(Segmentation data)

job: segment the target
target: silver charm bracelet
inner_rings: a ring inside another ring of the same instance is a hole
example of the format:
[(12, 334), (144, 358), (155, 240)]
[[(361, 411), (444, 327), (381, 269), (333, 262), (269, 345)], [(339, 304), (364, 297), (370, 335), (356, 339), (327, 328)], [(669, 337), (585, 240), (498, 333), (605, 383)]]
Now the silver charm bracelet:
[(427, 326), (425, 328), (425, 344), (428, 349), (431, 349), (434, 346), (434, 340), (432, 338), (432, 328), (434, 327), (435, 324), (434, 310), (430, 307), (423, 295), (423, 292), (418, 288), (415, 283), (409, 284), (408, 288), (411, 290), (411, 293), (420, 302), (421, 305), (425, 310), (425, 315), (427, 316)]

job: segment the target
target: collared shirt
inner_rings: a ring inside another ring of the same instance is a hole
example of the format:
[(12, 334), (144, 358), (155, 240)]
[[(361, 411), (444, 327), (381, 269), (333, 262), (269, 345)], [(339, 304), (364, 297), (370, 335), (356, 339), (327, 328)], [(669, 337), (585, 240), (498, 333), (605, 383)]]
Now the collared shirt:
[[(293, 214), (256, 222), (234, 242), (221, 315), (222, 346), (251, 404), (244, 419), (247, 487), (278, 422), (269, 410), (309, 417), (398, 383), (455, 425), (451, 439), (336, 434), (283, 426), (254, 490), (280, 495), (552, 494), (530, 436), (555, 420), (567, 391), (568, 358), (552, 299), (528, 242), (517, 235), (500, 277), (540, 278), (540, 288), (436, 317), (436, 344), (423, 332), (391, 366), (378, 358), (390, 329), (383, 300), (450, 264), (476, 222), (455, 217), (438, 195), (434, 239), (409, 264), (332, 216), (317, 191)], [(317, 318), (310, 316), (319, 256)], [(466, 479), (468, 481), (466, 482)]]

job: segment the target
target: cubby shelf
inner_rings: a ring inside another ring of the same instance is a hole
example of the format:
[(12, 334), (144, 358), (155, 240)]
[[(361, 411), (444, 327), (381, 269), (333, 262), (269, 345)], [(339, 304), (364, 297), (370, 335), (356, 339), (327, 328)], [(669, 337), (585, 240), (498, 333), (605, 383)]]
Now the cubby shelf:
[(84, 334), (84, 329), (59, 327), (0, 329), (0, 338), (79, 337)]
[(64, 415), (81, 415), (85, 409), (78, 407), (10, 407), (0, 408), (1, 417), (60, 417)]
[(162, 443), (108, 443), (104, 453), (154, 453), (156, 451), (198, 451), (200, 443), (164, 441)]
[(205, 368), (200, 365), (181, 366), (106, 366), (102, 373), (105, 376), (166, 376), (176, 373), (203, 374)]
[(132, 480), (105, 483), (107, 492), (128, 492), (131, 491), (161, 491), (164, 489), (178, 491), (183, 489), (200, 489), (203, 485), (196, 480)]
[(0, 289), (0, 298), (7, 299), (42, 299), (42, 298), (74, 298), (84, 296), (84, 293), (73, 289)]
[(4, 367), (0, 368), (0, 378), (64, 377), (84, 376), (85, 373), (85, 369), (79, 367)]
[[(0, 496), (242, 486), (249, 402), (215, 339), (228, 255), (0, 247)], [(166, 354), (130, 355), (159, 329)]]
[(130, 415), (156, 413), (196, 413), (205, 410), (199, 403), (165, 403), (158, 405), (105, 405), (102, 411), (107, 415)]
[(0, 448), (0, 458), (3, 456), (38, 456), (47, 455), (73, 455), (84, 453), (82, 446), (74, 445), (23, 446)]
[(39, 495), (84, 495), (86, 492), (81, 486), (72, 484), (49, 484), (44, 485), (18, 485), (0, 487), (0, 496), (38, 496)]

Stated problem - Output every line of the rows above as a Markdown table with two columns, "No." and "Line". Put each line's sequential number under "No." and the line itself under "Line", skipping blank lines.

The reply -
| No. | Line |
|---|---|
| 1 | job: segment the target |
| 2 | target: silver charm bracelet |
| 3 | inner_rings: a ring inside another ring of the same instance is a hole |
| 4 | example of the format: |
| 5 | [(12, 334), (144, 358), (155, 240)] |
| 6 | [[(361, 411), (444, 327), (381, 269), (333, 262), (269, 345)], [(339, 304), (364, 297), (370, 335), (356, 339), (327, 328)], [(669, 337), (585, 240), (498, 333), (605, 383)]] |
| 7 | Now the silver charm bracelet: |
| 8 | [(427, 326), (425, 328), (425, 344), (428, 349), (431, 349), (434, 346), (434, 340), (432, 338), (432, 328), (434, 327), (435, 324), (434, 310), (430, 307), (423, 295), (423, 292), (418, 288), (415, 283), (409, 284), (408, 288), (411, 290), (411, 293), (420, 302), (421, 305), (425, 310), (425, 315), (427, 316)] |
| 9 | job: segment the target |
| 10 | target: collared shirt |
| 11 | inner_rings: a ring inside another ring of the same instance is a hole |
| 12 | example of the format: |
| 13 | [(12, 334), (144, 358), (155, 240)] |
| 14 | [[(361, 411), (444, 327), (381, 269), (333, 262), (269, 345)], [(339, 304), (364, 297), (370, 335), (356, 339), (327, 328)], [(669, 337), (585, 240), (498, 333), (605, 383)]] |
| 15 | Now the collared shirt: |
| 16 | [[(293, 214), (256, 222), (234, 242), (221, 315), (222, 346), (251, 404), (244, 419), (247, 487), (278, 422), (269, 410), (309, 417), (398, 383), (455, 425), (451, 439), (336, 434), (283, 426), (254, 490), (280, 495), (552, 494), (530, 436), (555, 420), (567, 391), (568, 358), (552, 299), (528, 242), (517, 235), (500, 277), (540, 278), (540, 288), (436, 317), (436, 344), (423, 332), (391, 366), (378, 358), (390, 329), (383, 300), (450, 264), (476, 222), (455, 217), (438, 195), (434, 239), (409, 264), (332, 216), (317, 191)], [(317, 318), (310, 316), (319, 256)], [(466, 479), (468, 481), (466, 482)]] |
| 17 | job: segment the target |
| 18 | target: cubby shelf |
| 19 | inner_rings: a ring inside another ring of the same instance is a hole |
| 20 | example of the format: |
| 21 | [(12, 334), (144, 358), (155, 240)] |
| 22 | [[(361, 411), (444, 327), (381, 269), (333, 262), (269, 345)], [(339, 304), (364, 297), (370, 335), (356, 339), (327, 328)], [(669, 337), (585, 240), (498, 333), (605, 383)]] |
| 23 | Now the cubby shelf: |
| 24 | [(84, 334), (84, 329), (59, 327), (0, 329), (0, 338), (79, 337)] |
| 25 | [(64, 415), (81, 415), (85, 409), (78, 407), (10, 407), (0, 408), (1, 417), (60, 417)] |
| 26 | [(162, 443), (108, 443), (104, 453), (154, 453), (156, 451), (198, 451), (200, 443), (164, 441)] |
| 27 | [(205, 368), (200, 365), (181, 366), (106, 366), (102, 373), (105, 376), (166, 376), (176, 373), (203, 374)] |
| 28 | [(132, 480), (105, 483), (107, 492), (128, 492), (131, 491), (161, 491), (164, 489), (178, 491), (183, 489), (200, 489), (203, 485), (196, 480)] |
| 29 | [(0, 289), (0, 298), (7, 299), (42, 299), (42, 298), (74, 298), (84, 296), (84, 293), (73, 289)] |
| 30 | [(4, 367), (0, 368), (0, 378), (64, 377), (84, 376), (85, 373), (85, 369), (79, 367)] |
| 31 | [[(0, 496), (242, 486), (249, 402), (215, 339), (228, 255), (0, 247)], [(166, 354), (130, 355), (159, 329)]] |
| 32 | [(130, 415), (156, 413), (196, 413), (205, 410), (199, 403), (165, 403), (158, 405), (105, 405), (102, 411), (107, 415)] |
| 33 | [(0, 448), (0, 458), (3, 456), (38, 456), (47, 455), (73, 455), (84, 453), (82, 446), (74, 445), (23, 446)] |
| 34 | [(39, 495), (84, 495), (86, 492), (81, 486), (72, 484), (49, 484), (44, 485), (18, 485), (0, 487), (0, 496), (38, 496)] |